*** Opening RECORDS SHOWN ***

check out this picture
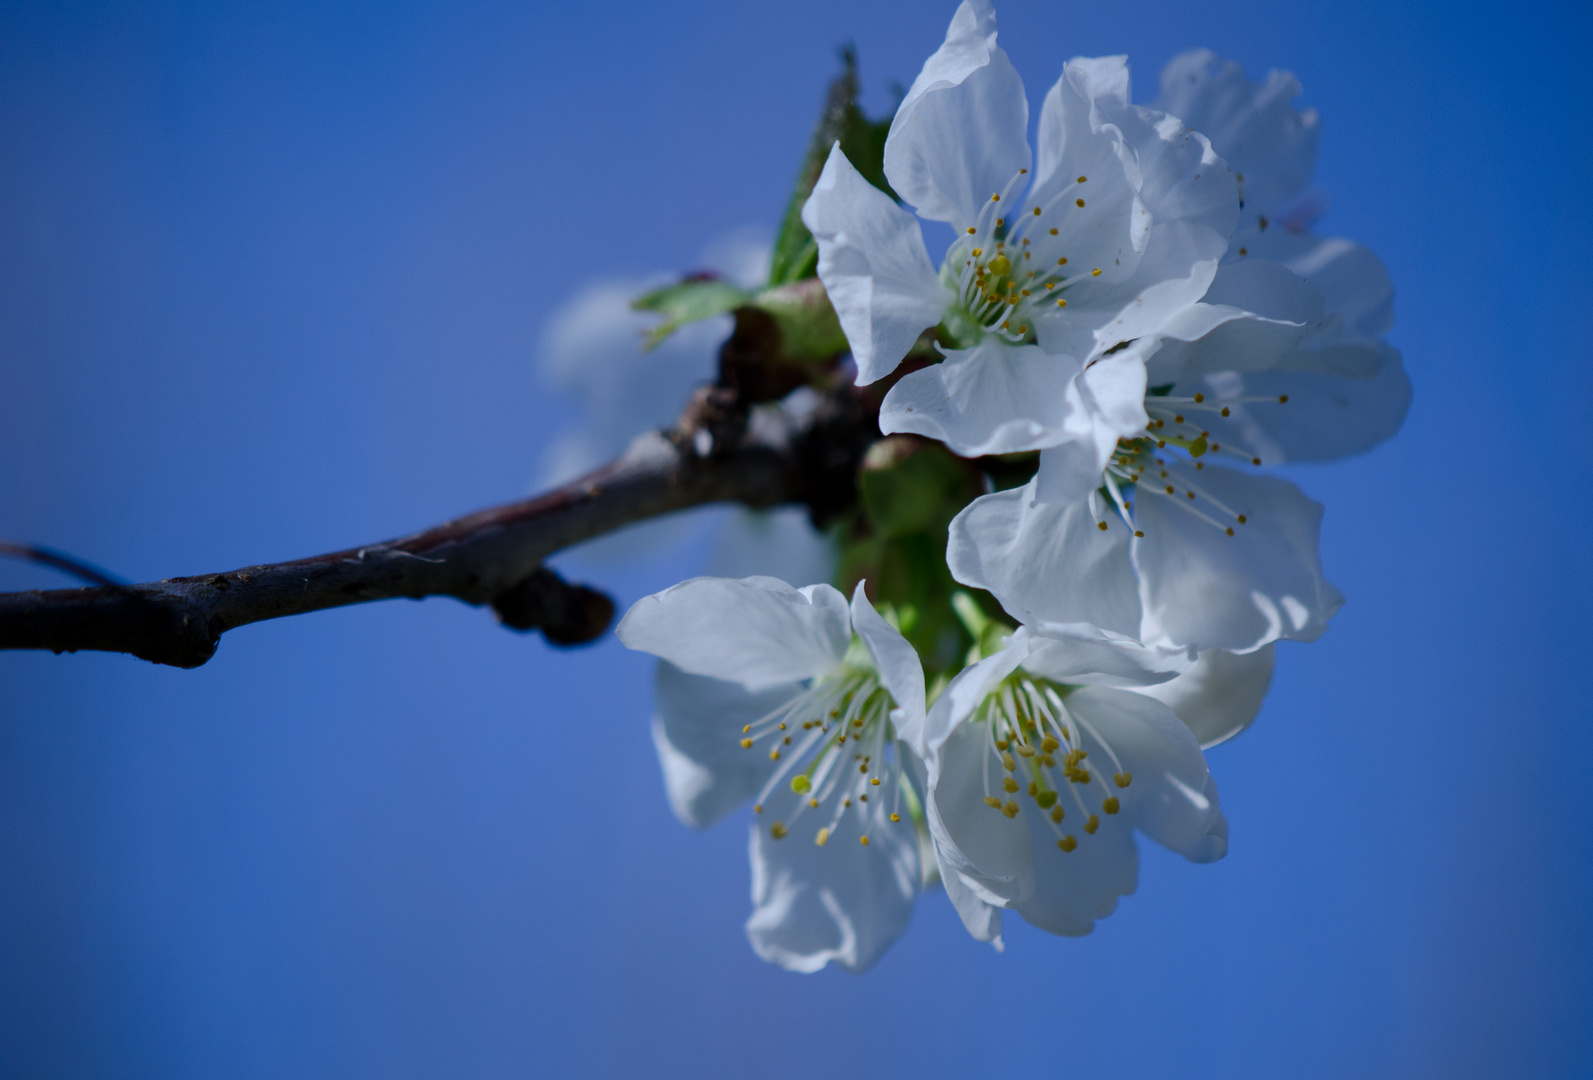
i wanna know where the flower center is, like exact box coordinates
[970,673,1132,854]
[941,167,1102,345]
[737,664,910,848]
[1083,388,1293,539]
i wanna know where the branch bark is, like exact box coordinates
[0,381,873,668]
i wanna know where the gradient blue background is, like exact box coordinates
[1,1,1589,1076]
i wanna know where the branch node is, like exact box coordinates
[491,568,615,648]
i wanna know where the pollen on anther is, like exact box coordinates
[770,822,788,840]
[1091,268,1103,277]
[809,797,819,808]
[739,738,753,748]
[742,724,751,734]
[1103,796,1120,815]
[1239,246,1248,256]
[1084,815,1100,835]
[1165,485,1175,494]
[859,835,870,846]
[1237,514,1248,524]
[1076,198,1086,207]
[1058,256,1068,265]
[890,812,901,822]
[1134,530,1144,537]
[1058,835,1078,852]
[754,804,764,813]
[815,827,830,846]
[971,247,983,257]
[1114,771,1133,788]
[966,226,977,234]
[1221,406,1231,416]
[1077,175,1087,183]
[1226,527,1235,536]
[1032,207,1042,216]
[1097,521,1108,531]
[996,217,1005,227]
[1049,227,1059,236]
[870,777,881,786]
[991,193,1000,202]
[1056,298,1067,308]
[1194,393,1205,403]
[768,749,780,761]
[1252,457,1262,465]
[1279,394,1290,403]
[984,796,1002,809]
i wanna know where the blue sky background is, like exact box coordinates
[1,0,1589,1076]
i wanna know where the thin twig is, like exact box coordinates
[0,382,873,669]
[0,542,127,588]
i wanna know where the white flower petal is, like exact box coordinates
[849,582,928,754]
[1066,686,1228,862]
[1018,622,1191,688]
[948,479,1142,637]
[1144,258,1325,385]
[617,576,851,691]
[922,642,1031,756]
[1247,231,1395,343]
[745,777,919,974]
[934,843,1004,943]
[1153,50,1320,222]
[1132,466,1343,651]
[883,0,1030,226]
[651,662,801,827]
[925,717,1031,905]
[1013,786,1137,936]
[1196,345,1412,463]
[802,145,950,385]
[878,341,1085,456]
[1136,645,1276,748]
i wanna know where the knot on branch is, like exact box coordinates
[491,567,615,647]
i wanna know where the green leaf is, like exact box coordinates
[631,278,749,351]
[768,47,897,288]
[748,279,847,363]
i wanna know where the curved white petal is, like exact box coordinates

*** Closing RECORDS SHOWN ***
*** Opening RECORDS SHOWN ***

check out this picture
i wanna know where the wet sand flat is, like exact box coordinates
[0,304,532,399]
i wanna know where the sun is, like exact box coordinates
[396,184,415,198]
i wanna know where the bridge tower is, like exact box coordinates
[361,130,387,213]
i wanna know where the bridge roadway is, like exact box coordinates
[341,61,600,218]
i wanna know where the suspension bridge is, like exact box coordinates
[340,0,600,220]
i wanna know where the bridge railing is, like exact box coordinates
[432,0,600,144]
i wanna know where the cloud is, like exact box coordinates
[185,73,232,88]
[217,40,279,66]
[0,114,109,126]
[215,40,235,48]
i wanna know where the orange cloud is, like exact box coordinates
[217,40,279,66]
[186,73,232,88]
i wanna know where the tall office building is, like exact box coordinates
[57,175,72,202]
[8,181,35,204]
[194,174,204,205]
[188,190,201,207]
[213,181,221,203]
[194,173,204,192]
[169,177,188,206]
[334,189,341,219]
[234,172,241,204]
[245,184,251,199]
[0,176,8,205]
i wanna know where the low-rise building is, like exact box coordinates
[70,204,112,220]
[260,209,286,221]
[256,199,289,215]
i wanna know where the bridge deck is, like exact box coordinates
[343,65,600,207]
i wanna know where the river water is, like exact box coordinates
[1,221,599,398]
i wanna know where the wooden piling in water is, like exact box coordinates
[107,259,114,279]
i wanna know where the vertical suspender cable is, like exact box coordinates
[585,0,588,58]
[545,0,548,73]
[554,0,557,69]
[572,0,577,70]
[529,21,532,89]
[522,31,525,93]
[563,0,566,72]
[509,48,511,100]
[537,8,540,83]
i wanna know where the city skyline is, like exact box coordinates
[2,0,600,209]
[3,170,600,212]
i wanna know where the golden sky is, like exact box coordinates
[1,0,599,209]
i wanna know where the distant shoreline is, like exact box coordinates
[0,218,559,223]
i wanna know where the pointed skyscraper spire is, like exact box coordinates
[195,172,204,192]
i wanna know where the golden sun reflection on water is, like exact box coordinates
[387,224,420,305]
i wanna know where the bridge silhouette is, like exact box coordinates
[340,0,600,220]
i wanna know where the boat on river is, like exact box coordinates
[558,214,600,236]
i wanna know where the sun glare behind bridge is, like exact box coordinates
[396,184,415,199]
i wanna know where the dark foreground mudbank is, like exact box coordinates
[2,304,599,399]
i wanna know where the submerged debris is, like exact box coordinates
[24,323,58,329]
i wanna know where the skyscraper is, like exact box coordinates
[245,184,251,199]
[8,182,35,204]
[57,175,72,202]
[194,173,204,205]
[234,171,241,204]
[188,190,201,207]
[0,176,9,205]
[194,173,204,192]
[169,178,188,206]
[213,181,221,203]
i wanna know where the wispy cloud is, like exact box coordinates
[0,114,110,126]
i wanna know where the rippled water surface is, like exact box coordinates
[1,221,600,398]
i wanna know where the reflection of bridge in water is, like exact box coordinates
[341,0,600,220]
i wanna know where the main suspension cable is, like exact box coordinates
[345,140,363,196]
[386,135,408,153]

*** Closing RECORDS SHOWN ***

▶ **EXERCISE GOAL**
Look above for the line holding "i wanna know where the green" and the line holding "i wanna know where the curved". Retype both, and every line between them, word for word and nothing else.

▶ **RESPONSE TO THE TASK**
i wanna know where the green leaf is, like exact box coordinates
[631,278,749,351]
[768,47,897,288]
[748,279,847,363]
i wanna know where the curved white petal is, like exact box coordinates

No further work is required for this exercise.